**Work to complete**
Each line from the one containing "of the front" through the last line of the entries below is to be transcribed exactly. Nothing else belongs in the reply.

**Supplied material**
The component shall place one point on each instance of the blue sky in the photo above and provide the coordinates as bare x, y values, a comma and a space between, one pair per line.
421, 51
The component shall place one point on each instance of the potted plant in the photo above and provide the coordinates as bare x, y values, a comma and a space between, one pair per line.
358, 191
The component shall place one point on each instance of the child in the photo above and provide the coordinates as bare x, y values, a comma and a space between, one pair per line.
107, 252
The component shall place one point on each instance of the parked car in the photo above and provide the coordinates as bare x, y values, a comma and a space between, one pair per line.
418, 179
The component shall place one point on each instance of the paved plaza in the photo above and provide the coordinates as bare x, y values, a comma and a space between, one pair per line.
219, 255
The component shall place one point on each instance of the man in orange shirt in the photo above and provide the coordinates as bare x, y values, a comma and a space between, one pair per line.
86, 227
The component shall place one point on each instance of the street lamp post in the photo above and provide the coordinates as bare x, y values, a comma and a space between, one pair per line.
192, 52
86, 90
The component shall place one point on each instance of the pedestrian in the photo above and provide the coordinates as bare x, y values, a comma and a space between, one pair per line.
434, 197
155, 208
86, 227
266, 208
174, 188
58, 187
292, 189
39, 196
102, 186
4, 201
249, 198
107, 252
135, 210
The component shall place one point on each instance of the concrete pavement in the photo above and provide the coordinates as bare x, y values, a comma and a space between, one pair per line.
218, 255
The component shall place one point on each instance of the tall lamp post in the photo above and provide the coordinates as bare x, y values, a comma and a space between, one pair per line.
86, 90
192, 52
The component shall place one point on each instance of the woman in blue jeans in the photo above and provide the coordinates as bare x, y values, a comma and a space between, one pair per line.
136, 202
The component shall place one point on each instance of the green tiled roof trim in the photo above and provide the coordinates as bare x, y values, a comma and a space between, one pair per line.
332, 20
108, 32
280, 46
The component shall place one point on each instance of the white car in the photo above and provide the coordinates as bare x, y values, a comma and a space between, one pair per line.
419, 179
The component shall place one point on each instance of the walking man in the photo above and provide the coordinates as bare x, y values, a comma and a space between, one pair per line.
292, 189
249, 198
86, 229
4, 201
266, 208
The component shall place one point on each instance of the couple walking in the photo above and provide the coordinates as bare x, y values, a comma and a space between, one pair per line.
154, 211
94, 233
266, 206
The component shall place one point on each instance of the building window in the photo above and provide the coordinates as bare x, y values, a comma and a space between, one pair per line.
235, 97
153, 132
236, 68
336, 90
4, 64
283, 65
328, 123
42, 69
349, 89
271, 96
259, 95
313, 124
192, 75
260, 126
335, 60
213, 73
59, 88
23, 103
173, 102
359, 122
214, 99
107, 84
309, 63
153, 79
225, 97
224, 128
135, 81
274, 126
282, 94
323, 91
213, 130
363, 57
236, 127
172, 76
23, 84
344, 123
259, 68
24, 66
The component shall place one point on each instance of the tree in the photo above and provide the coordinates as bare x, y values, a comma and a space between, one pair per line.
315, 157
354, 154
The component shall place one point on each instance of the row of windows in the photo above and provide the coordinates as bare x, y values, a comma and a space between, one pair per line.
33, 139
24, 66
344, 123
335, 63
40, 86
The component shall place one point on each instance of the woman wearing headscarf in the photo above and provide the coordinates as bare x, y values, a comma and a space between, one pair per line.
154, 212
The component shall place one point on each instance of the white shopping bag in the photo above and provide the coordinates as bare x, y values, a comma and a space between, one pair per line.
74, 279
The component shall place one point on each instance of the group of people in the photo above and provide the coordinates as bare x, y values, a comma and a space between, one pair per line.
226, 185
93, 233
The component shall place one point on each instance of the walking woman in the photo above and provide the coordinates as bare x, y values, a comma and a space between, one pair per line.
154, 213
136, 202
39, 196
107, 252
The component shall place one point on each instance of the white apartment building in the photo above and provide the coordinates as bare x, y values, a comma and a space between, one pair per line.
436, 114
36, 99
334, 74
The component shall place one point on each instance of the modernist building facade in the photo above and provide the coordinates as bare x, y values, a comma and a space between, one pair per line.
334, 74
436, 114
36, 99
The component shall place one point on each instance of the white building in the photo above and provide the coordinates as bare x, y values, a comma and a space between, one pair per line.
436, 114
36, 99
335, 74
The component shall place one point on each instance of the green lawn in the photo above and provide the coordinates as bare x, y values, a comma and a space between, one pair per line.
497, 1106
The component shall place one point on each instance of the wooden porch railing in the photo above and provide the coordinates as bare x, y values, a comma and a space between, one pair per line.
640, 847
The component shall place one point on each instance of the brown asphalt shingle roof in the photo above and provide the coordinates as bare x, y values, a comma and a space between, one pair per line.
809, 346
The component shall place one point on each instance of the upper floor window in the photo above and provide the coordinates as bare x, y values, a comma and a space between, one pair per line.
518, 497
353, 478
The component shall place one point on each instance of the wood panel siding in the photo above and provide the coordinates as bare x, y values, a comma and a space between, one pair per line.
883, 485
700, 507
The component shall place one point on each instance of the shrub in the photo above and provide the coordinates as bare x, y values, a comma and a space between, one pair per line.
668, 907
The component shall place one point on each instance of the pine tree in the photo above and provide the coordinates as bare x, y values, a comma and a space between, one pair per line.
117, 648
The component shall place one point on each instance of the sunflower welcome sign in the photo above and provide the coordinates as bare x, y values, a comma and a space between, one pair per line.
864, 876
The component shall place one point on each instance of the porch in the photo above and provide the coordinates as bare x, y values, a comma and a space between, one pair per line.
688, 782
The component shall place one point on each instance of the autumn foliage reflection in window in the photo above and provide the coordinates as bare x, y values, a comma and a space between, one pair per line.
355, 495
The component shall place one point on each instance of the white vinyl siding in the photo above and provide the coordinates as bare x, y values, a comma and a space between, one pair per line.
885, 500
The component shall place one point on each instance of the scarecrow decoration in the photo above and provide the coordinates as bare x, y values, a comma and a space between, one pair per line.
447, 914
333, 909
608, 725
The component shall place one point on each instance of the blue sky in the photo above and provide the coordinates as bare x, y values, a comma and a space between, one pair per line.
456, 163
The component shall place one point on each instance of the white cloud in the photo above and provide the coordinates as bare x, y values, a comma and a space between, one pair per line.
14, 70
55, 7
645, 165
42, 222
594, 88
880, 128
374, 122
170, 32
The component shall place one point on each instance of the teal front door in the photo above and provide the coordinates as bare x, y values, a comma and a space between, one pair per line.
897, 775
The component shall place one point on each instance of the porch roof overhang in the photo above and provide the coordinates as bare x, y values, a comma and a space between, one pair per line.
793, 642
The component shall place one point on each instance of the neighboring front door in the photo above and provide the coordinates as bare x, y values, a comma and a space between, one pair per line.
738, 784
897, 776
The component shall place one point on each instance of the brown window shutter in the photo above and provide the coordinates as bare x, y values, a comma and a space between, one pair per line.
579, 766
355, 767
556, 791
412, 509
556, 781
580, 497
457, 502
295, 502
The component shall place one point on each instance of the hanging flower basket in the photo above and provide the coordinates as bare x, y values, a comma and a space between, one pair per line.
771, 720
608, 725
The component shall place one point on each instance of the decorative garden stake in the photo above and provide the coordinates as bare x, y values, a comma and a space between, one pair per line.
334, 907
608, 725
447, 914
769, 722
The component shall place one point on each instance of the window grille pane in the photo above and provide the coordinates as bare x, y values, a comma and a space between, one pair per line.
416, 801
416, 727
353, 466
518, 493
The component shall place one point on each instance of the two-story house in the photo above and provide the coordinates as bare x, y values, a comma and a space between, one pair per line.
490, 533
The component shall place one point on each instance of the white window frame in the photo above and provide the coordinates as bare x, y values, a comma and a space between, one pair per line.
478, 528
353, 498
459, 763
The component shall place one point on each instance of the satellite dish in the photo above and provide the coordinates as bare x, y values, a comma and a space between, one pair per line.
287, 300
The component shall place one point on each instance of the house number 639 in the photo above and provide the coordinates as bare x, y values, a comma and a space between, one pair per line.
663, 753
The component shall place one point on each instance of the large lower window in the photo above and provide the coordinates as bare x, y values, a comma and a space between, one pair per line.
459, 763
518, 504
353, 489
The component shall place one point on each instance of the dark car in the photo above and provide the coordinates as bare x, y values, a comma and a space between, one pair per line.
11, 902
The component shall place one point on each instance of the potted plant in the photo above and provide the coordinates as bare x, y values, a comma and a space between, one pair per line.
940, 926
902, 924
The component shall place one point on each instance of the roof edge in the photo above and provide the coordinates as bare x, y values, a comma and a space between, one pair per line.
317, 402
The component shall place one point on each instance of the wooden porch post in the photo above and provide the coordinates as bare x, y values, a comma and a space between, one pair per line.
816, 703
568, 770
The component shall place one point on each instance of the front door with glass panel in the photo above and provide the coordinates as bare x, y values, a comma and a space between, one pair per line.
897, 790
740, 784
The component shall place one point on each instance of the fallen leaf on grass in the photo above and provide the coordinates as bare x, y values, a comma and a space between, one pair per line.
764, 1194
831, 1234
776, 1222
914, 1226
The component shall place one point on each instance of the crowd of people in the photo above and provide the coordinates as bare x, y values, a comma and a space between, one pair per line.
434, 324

**Final answer**
The component shall place one point on each instance of the front door with glass panel in the photo above and provide the coordinates as bare x, y values, a comma and a space between, one pair per line.
897, 790
740, 784
The component shall place one point on each instance of the fallen leaf on grass in the photo above and provide the coordinates as bare x, y values, a comma and a space between, one pair per line.
764, 1194
831, 1234
776, 1222
914, 1226
The component shall place one point on each instance of the crowd of people in the photo above and provide the coordinates as bare x, y values, a comma and a space between, one pair per line.
434, 324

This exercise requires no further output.